Region pointing data:
:::::

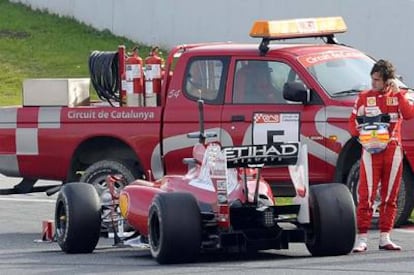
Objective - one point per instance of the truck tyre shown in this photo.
(96, 175)
(333, 224)
(404, 201)
(174, 226)
(77, 218)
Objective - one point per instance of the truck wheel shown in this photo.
(77, 218)
(333, 225)
(404, 201)
(96, 175)
(174, 226)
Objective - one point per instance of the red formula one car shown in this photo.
(222, 203)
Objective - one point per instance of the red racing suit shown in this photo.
(386, 166)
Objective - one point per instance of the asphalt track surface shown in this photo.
(21, 252)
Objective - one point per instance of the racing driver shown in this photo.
(385, 167)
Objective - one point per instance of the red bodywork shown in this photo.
(141, 193)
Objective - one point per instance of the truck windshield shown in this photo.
(341, 74)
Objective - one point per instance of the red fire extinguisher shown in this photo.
(134, 75)
(153, 72)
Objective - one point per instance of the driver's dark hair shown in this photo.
(384, 68)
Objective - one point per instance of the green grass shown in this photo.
(35, 44)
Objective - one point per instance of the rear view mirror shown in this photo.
(296, 91)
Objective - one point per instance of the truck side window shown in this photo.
(204, 79)
(260, 81)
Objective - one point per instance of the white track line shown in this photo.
(27, 200)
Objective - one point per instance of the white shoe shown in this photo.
(387, 244)
(361, 244)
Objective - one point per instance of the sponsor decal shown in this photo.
(316, 58)
(371, 101)
(392, 101)
(264, 154)
(110, 114)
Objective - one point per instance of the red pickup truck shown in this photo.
(236, 82)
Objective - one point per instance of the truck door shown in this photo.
(257, 89)
(203, 78)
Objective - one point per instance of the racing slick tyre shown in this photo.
(96, 175)
(405, 201)
(332, 220)
(174, 225)
(77, 218)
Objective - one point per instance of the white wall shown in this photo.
(381, 28)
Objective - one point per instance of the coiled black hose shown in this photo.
(103, 69)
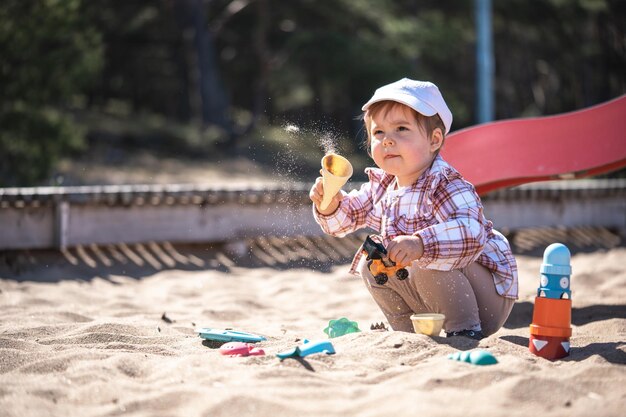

:::::

**WORK INSTRUCTION**
Give back the data exactly. Pictures stay out.

**OUTPUT BELOW**
Objective - one point per instance of the truck tyre shown in this photo.
(96, 175)
(333, 224)
(404, 201)
(174, 226)
(77, 218)
Objective - one point per instance of the truck wheel shown in this photo.
(77, 218)
(333, 225)
(404, 201)
(96, 175)
(174, 226)
Objective - one point per instance of the red formula one car shown in this photo.
(222, 203)
Objective - one point per instance of the red racing suit shown in this photo.
(386, 166)
Objective - one point per instance of the asphalt track surface shown in this photo.
(21, 252)
Objective - one point per instance of the racing driver shown in this photo.
(385, 167)
Objective - one point per instance of the red bodywork shown in this photo.
(141, 193)
Objective - one point per instance of the truck windshield shown in this photo.
(341, 74)
Objective - one point per instance of the red fire extinguisher shown in this photo.
(134, 75)
(153, 72)
Objective - one point per instance of the driver's dark hair shown in this photo.
(384, 68)
Objective - one point per instance of the green grass shown in this photo.
(35, 44)
Objective - one point per instance of the rear view mirror shown in this photo.
(296, 91)
Objective - one point per instance of the truck side window shown in this photo.
(204, 79)
(260, 81)
Objective - one point per instance of the white track line shown in this photo.
(27, 200)
Objective - one point per instance of the white shoe shown in this photo.
(387, 244)
(361, 244)
Objective - one point per instance of the sponsor decal shown in this photo.
(316, 58)
(371, 101)
(392, 101)
(264, 154)
(110, 114)
Objective - one point per instance of the red pickup truck shown in this photo.
(236, 82)
Objective - one point per instance of the truck door shown in this photo.
(257, 89)
(203, 78)
Objective - one point per instance of the racing slick tyre shown in this photo.
(96, 175)
(405, 201)
(332, 220)
(174, 225)
(77, 218)
Objective - one point per instance of the white wall shown in this photo.
(381, 28)
Objective - one point per instance of the coiled black hose shown in this photo.
(103, 69)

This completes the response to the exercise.